_Pointing records_.
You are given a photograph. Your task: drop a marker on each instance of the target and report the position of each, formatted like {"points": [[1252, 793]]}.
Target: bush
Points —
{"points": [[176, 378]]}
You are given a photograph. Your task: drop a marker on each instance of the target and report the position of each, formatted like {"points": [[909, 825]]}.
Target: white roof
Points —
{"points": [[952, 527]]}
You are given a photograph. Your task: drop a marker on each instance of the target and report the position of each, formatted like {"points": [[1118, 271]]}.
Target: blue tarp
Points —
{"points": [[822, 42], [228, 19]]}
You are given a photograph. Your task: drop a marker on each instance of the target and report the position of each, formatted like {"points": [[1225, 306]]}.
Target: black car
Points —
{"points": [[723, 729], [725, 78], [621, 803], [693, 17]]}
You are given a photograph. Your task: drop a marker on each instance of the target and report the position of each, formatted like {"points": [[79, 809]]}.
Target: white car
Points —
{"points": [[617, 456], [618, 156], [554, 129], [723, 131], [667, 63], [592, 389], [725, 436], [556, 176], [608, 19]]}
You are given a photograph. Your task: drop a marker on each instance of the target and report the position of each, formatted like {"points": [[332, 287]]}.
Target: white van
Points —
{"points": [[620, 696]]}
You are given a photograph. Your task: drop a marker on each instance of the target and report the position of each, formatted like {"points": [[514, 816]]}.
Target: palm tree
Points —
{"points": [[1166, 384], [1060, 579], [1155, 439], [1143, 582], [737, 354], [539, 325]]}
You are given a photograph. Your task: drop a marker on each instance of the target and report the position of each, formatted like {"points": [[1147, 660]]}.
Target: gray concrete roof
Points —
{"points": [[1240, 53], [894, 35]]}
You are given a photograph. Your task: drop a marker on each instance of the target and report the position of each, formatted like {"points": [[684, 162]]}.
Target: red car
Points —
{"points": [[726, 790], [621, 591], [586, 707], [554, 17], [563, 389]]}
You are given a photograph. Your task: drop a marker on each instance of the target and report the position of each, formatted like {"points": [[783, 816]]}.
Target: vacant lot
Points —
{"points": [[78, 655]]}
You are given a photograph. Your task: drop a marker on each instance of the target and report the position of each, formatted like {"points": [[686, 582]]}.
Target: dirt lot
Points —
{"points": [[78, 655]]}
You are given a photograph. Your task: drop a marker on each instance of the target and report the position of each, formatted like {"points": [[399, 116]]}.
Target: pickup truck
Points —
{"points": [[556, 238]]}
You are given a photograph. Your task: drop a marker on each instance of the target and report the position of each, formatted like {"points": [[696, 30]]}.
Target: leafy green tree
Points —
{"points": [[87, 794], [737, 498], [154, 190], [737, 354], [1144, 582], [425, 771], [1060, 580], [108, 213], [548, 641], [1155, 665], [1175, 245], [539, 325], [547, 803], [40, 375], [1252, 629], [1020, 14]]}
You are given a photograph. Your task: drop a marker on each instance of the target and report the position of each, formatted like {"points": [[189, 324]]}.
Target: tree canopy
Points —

_Exercise goal_.
Write out every entry again, keeping each line exactly the same.

_Correct output_.
You are given a photograph. Your task: drop a marker on each instance of the target and report the position of each, formatted like {"points": [[1252, 793]]}.
Target: bush
Points —
{"points": [[176, 378]]}
You are given a photograph. Your task: drop a marker on each instance of the target and report the position of each, formatted like {"points": [[909, 825]]}.
Target: white roof
Points —
{"points": [[952, 527]]}
You are given a photograph. Your task: drop a marker on each instance of the target and report the position of each, formatted like {"points": [[1118, 271]]}.
Target: blue tarp
Points —
{"points": [[822, 42], [228, 19]]}
You are given a photograph. Your task: drop a marker on each instance of the target and report the position of each, formatted like {"points": [[1225, 306]]}.
Target: black car
Points —
{"points": [[723, 729], [725, 78], [621, 803], [693, 17]]}
You are given a photograph. Your task: drop a marker on each instance of the target and report the position of each, formatted like {"points": [[79, 809]]}.
Target: white car
Points —
{"points": [[617, 456], [618, 156], [554, 129], [723, 131], [667, 63], [592, 389], [725, 436], [556, 176], [608, 19]]}
You are given a photograph. Your task: drop a marker on each instance of the target and report the position of each, formatted like {"points": [[332, 287]]}.
Target: white van
Points —
{"points": [[620, 696]]}
You are given a photograph. Your task: drop a marker on each instance of the target and report the position of each, formatted like {"points": [[514, 816]]}.
Target: palm tree
Points —
{"points": [[1166, 384], [1060, 579], [1155, 439], [1143, 582], [737, 354], [539, 325]]}
You are given a photograph. Your task: drop a marker on each instance of the target and report the position of each, formatted like {"points": [[1147, 660]]}.
Target: gray concrete roof
Points —
{"points": [[1240, 53], [894, 35]]}
You are given a photograph. Your task: drop a marker on each instance of the target and report the position of each, formatted like {"points": [[684, 162]]}.
Target: red car
Points —
{"points": [[726, 790], [621, 591], [586, 707], [554, 17], [563, 389]]}
You are given a photograph. Your task: drop a marker on each instance of the target and report the position of each, formatted like {"points": [[783, 816]]}.
Target: vacant lot
Points —
{"points": [[78, 655]]}
You are given a photograph. Your task: drop a marker on each instance of the target and report the position of each, formatted like {"points": [[686, 582]]}.
Target: dirt lot
Points —
{"points": [[78, 655]]}
You are given a photograph. Your task: drop a marker on each instance of the target and report the position of each, formatted like {"points": [[399, 116]]}.
Target: pickup truck
Points —
{"points": [[556, 238]]}
You are given a photograph. Your task: drop a marker on each instance of the target and report the position of each, formatted like {"points": [[696, 30]]}.
Target: leafy green tree
Points —
{"points": [[87, 794], [737, 498], [154, 190], [737, 354], [1144, 582], [425, 771], [1060, 580], [108, 213], [548, 641], [1155, 665], [1175, 245], [539, 325], [547, 803], [40, 375], [1252, 629], [1020, 14]]}
You are given a photograph. Your task: drop a marker on each instance of the target and report the position of each, formatted like {"points": [[189, 324]]}.
Target: tree canopy
Points —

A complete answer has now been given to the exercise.